Data drawn from a collection
-------

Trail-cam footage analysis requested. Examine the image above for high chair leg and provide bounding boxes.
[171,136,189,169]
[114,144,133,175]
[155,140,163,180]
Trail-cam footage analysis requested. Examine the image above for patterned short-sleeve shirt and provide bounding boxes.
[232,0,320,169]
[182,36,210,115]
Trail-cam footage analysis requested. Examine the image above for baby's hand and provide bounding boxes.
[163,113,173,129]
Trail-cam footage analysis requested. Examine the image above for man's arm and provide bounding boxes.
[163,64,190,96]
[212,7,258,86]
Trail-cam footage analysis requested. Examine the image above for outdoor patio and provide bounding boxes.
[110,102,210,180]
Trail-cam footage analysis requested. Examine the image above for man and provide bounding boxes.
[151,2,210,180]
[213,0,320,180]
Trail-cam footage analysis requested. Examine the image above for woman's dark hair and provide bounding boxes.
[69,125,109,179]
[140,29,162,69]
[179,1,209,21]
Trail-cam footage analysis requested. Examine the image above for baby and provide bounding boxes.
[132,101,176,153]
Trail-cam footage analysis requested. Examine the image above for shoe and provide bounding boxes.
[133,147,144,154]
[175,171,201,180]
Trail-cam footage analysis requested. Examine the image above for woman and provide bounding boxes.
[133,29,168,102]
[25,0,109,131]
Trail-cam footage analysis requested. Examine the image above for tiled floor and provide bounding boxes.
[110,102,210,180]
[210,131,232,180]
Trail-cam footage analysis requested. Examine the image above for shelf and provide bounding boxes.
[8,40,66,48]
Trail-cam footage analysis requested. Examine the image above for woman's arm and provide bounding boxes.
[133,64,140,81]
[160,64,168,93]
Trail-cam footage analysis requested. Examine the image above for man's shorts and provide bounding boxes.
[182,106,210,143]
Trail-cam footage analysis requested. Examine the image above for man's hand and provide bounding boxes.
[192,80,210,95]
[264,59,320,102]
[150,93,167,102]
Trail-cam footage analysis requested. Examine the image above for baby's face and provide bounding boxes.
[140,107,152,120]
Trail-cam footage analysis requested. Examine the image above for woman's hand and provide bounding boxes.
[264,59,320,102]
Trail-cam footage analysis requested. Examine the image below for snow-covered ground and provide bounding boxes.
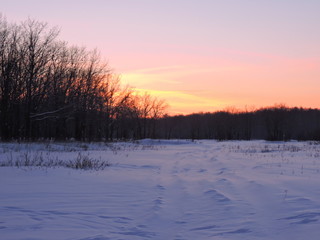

-------

● **WHAT YOU HAVE TO DO**
Write out every item above word for word, leaving the pictures out of your answer.

● **FINISHED TASK**
Trail-cam footage analysis requested. Examine the image above for high chair leg and provide bounding boxes.
[171,136,189,169]
[114,144,133,175]
[155,140,163,180]
Trail-cam footage analysis requested. Examine the image above for patterned short-sleeve shirt and provide bounding boxes.
[232,0,320,169]
[182,36,210,115]
Trail-cam footage analysis requested. Examine the image above for baby's hand and provide bounding boxes.
[163,113,173,129]
Trail-cam footage analysis requested. Examine the image above for man's arm and provide bounding boxes.
[163,64,190,96]
[212,7,258,86]
Trail-cam footage analysis requested. Examine the image above for outdoor patio and provide bounding boxes.
[110,102,210,180]
Trail-cam footage analysis requested. Examine the image above for man and provide bounding boxes.
[151,2,210,180]
[213,0,320,180]
Trail-cam footage analysis requested. Examine the image above for woman's dark hair and provide bounding boxes.
[69,125,109,179]
[140,29,162,69]
[179,1,209,21]
Trail-cam footage analysis requested. Examine the image above for baby and provide bounding boxes.
[132,101,176,153]
Trail-cam footage analysis requested. Examine the image above for shoe and provide bounding boxes.
[133,147,144,154]
[175,171,201,180]
Trail-cam footage analysis requested. Examine the image above for woman and provide bounding boxes.
[133,29,168,102]
[25,0,109,131]
Trail-cam footage analysis requested. Examine the image above for tiled floor and provide bounding boxes.
[110,102,210,180]
[210,131,232,180]
Trail-cam footage analysis requested. Examine the image above for shelf and provide bounding boxes.
[8,40,66,48]
Trail-cam footage analysis requested. Examine the image above for woman's arm and provide bounding boxes.
[133,64,140,81]
[160,64,168,93]
Trail-cam footage analysis requested. Examine the image above for man's shorts and provide bounding boxes.
[182,106,210,143]
Trail-cam footage analysis requested. Examine the image above for man's hand and provide bounding boxes.
[192,80,210,95]
[264,59,320,102]
[150,93,167,102]
Trail-cam footage analysis requested. Examine the image above for baby's face and provide bounding boxes.
[140,107,152,120]
Trail-cam footage analysis requested. Examine the image above for woman's hand and provide bounding boxes.
[264,59,320,102]
Trail-cam footage analysis requested. Examine the image below for snow-covered ground and provide bounding boxes.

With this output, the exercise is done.